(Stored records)
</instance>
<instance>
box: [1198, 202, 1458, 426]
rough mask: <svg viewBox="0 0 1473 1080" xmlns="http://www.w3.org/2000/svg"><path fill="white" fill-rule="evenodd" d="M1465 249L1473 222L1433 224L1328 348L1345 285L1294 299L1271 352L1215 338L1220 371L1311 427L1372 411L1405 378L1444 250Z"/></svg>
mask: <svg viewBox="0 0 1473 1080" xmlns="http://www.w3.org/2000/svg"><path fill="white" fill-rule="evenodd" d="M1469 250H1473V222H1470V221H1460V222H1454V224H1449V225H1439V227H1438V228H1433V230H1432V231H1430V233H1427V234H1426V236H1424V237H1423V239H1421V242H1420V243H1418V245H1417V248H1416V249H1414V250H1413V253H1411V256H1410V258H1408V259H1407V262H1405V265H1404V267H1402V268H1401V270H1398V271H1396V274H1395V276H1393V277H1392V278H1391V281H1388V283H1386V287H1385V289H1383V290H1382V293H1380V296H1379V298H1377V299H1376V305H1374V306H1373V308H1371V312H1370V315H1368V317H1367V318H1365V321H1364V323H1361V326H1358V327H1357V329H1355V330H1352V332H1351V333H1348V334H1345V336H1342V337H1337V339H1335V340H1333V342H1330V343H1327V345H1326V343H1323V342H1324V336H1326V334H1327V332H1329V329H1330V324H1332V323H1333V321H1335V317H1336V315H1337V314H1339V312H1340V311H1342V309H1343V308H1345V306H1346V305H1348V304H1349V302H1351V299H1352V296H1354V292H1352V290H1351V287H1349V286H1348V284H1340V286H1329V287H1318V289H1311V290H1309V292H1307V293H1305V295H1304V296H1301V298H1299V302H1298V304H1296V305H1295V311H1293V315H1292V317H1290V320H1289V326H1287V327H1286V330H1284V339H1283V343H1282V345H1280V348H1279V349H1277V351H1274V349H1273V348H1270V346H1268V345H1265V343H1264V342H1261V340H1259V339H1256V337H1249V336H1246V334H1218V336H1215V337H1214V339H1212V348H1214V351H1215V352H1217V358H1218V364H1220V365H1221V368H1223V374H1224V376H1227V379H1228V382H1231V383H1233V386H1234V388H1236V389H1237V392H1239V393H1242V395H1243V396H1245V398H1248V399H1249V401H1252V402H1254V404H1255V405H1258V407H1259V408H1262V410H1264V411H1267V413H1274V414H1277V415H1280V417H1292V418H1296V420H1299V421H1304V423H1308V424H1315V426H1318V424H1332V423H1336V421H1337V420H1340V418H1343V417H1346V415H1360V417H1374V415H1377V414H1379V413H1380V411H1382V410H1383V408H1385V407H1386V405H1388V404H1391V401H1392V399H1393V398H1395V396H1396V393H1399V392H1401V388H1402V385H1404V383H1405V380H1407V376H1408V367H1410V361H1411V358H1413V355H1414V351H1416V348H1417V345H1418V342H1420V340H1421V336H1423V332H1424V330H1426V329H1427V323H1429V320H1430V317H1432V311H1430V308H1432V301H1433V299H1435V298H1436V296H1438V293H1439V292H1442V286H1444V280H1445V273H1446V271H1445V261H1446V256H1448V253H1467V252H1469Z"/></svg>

- TASK ITEM -
Would you please output every record again, exactly?

- REPLY -
</instance>
<instance>
box: [1198, 202, 1458, 426]
rough mask: <svg viewBox="0 0 1473 1080" xmlns="http://www.w3.org/2000/svg"><path fill="white" fill-rule="evenodd" d="M1465 249L1473 222L1433 224L1328 348L1345 285L1294 299L1271 352L1215 338L1220 371L1311 427L1372 411L1405 378L1444 250Z"/></svg>
mask: <svg viewBox="0 0 1473 1080" xmlns="http://www.w3.org/2000/svg"><path fill="white" fill-rule="evenodd" d="M1469 250H1473V222H1470V221H1460V222H1454V224H1449V225H1439V227H1438V228H1433V230H1432V231H1430V233H1427V234H1426V236H1424V237H1423V239H1421V242H1420V243H1418V245H1417V248H1416V249H1414V250H1413V253H1411V256H1410V258H1408V259H1407V262H1405V265H1404V267H1402V268H1401V270H1398V271H1396V274H1395V276H1393V277H1392V278H1391V281H1388V283H1386V287H1385V289H1383V290H1382V293H1380V296H1379V298H1377V299H1376V305H1374V306H1373V308H1371V312H1370V315H1368V317H1367V318H1365V321H1364V323H1361V326H1358V327H1357V329H1355V330H1352V332H1351V333H1348V334H1345V336H1342V337H1337V339H1335V340H1333V342H1330V343H1327V345H1326V343H1323V342H1324V336H1326V334H1327V332H1329V329H1330V324H1332V323H1333V321H1335V317H1336V315H1337V314H1339V312H1340V311H1342V309H1343V308H1345V306H1346V305H1348V304H1349V302H1351V299H1352V296H1354V292H1352V290H1351V287H1349V286H1348V284H1340V286H1329V287H1318V289H1311V290H1309V292H1307V293H1305V295H1304V296H1301V298H1299V302H1298V304H1296V305H1295V311H1293V315H1292V317H1290V320H1289V326H1287V327H1286V330H1284V339H1283V343H1282V345H1280V348H1279V349H1277V351H1274V349H1273V348H1270V346H1268V345H1265V343H1264V342H1261V340H1259V339H1256V337H1249V336H1246V334H1218V336H1215V337H1214V339H1212V348H1214V351H1215V352H1217V358H1218V364H1220V365H1221V368H1223V374H1224V376H1227V379H1228V382H1231V383H1233V386H1234V388H1236V389H1237V392H1239V393H1242V395H1243V396H1245V398H1248V399H1249V401H1252V402H1254V404H1255V405H1258V407H1259V408H1262V410H1264V411H1267V413H1274V414H1277V415H1280V417H1292V418H1296V420H1299V421H1304V423H1308V424H1315V426H1318V424H1332V423H1336V421H1337V420H1340V418H1343V417H1346V415H1360V417H1374V415H1377V414H1379V413H1380V411H1382V410H1383V408H1385V407H1386V405H1388V404H1391V401H1392V399H1393V398H1395V396H1396V393H1399V392H1401V388H1402V385H1404V383H1405V380H1407V376H1408V367H1410V361H1411V358H1413V355H1414V351H1416V348H1417V345H1418V342H1420V340H1421V336H1423V332H1424V330H1426V329H1427V323H1429V320H1430V317H1432V311H1430V308H1432V301H1433V299H1435V298H1436V296H1438V293H1439V292H1442V286H1444V280H1445V273H1446V271H1445V261H1446V256H1448V253H1467V252H1469Z"/></svg>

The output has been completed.